● **Your goal**
Everything from the line holding "Where can the crushed" through the final line of the entries below is to be duplicated exactly, and nothing outside that span.

● **Material provided**
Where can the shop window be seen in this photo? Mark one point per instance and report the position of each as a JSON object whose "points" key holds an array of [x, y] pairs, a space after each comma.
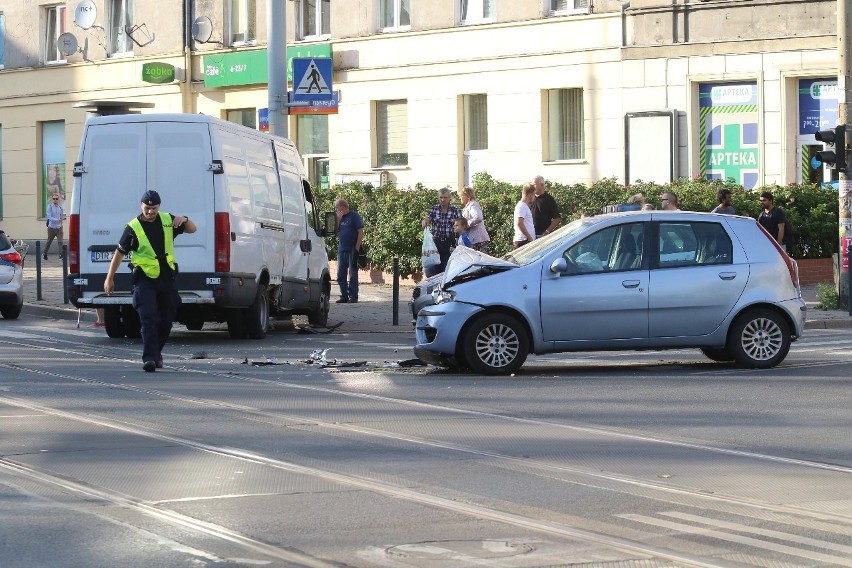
{"points": [[395, 14], [475, 122], [314, 18], [312, 134], [476, 11], [52, 162], [244, 116], [392, 133], [54, 26], [564, 122], [562, 7], [242, 21]]}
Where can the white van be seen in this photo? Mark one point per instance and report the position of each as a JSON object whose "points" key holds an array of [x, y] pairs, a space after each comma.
{"points": [[259, 249]]}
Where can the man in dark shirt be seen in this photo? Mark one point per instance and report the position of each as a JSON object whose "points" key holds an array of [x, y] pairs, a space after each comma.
{"points": [[150, 237], [772, 218], [544, 209], [350, 236]]}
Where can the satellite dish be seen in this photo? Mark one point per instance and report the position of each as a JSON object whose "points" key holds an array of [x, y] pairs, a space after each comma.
{"points": [[85, 14], [67, 43], [202, 29]]}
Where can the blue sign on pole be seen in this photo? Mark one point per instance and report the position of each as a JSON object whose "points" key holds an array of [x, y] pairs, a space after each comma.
{"points": [[312, 79]]}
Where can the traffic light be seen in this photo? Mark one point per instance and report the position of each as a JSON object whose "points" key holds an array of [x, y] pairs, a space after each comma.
{"points": [[832, 158]]}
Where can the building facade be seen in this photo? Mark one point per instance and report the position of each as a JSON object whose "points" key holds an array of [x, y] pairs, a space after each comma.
{"points": [[434, 91]]}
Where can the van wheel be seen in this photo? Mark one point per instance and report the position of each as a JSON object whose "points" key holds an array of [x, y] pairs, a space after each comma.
{"points": [[496, 344], [130, 321], [237, 323], [319, 316], [112, 322], [759, 339], [257, 314], [11, 312]]}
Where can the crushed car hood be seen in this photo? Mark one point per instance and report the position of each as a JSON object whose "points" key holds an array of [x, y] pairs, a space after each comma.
{"points": [[466, 263]]}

● **Finished exercise**
Where can the crushed car hood be seen in this photo? Mark one point per instance and report the position of each as a JSON object whose "points" key holds an array of [x, y] pairs, a space after each comma.
{"points": [[466, 263]]}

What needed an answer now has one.